Requirement | Extend the blog post about how DeepMind described its superhuman Go program, picking up right after its last sentence.

Passage shown |
* * *

Human intelligence is the benchmark for artificial intelligence. So how do we talk about AI when it’s so good that humans aren’t a useful reference point? In a new paper, Google’s AI company DeepMind uses three rhetorical strategies to talk about superhuman AI.
In October 2015, Google’s company DeepMind pitted its best program against the European champion of Go in a three-game tournament. Go, a popular board game in Asia, is harder than chess because it has a larger board (with way more possible moves), and because it’s hard to tell at any given point who’s even winning, since almost no pieces are removed during the game. That makes it a challenge for AI researchers who have to figure out how to teach it stategy. DeepMind’s program, AlphaGo, won the tournament, and then in March 2016 it defeated the world champion in a public tournament 4 games to 1. This shocked the Go community and AI researchers alike, who thought it would be another 5-10 years before a program could topple the world champion.
Then last December, an upgraded version, AlphaGo Master, played online undercover against the world’s top players and won 60 matches to 0.
A few weeks ago, in a paper published in the journal Nature, the DeepMind team reported that they had upgraded the program’s capabilities yet again, calling the new one AlphaGo Zero. But here they faced an interesting rhetorical challenge that I want to focus on in this blog post. They had already shown that AlphaGo Master was better than any human. How could they show that the new one was even better? In other words, without humans as a useful reference point, how can you show improvement, especially on a strategy game?

* * *

Supplied records |
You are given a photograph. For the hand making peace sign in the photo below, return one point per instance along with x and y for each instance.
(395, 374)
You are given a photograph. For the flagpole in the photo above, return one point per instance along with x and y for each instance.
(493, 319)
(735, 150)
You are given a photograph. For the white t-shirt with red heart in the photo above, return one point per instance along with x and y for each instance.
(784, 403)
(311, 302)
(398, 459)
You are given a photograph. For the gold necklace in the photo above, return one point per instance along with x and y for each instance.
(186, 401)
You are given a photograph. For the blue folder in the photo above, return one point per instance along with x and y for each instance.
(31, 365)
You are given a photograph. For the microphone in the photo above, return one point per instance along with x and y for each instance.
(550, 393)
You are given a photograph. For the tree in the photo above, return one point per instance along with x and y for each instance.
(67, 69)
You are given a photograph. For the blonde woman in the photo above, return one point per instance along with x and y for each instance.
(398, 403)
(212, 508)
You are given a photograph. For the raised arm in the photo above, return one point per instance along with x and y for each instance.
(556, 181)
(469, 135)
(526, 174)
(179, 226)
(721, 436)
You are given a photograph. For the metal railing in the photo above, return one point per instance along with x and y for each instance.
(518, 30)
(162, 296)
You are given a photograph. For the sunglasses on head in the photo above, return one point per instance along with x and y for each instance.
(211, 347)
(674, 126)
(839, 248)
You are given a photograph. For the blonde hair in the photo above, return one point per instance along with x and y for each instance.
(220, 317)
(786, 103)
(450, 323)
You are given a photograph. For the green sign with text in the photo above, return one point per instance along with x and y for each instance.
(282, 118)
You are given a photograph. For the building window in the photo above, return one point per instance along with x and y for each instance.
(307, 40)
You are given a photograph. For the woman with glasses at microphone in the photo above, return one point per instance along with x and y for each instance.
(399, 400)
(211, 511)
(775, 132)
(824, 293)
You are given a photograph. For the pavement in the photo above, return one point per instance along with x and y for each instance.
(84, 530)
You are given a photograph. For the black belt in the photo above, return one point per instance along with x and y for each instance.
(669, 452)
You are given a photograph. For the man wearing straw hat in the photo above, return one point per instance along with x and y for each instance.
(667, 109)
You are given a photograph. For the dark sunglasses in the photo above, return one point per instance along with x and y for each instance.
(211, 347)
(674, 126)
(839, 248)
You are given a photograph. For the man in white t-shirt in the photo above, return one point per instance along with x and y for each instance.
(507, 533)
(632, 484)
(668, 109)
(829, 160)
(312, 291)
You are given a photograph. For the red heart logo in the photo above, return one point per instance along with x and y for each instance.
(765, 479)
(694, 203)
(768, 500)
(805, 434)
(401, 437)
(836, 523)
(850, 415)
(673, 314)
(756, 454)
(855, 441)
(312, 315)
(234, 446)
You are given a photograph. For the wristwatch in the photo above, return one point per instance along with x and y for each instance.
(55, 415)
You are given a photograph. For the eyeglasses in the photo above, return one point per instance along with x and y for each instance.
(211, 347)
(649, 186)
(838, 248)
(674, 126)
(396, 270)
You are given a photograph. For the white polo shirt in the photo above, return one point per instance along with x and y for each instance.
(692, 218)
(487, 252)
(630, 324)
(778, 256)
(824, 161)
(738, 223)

* * *

Task output |
The easiest answer, of course, is to just show that the new version can beat the old one. The chart above uses this rhetorical strategy visually. The chart matches up the original AlphaGo (dashed blue line) with the new one (full blue line), showing that in less than 2 days of learning, the new program started being able to beat the old one. (The numbers on the left, if you’re curious, are a measure of how likely you are to win; if you win 75% of the time against your opponent, your elo score should be 200 higher.) Textually, the DeepMind team also reports that in an internal tournament, the new version won 100 matches to 0 against the original AlphaGo, and 89 matches to 11 against the version that beat all the experts online. This is a way to show that the program has improved even without obvious reference to humans.
But this arid style of comparing programs doesn’t do much to help people understand how close we are to, as DeepMind’s founder Demi Hassabis puts it, “General AI. Trying to *really* understand what is going on in the universe.” In other words, intelligent life that learns and adapts to the world is not well illustrated by a comparison chart. DeepMind has the chance in their papers to create new rhetorical strategies to help people understand what their innovations in AI mean for us. These rhetorical strategies aren’t just written at the end of the research process; we’ll see that they even affect the experiments that the DeepMind team performs.
DeepMind’s rhetorical goal here is more challenging than many other superhuman AI performances. In 1997, when IBM beat the chess world champion, the publicity was its own reward—“The media attention given to Deep Blue resulted in more than three billion impressions around the world.” Similarly, in 2011 when IBM’s program Watson beat the champion of Jeopardy, IBM used it to spin out Watson as a platform for businesses in general. Notice that the commercial just plays up Watson’s superhuman predictive abilities. Watson had superhuman abilities six years ago; if IBM has upgraded Watson since then, they haven’t wanted to (or figured out how to) make that additional comparison. In these cases the rhetorical impact of superhuman performance is brand appreciation.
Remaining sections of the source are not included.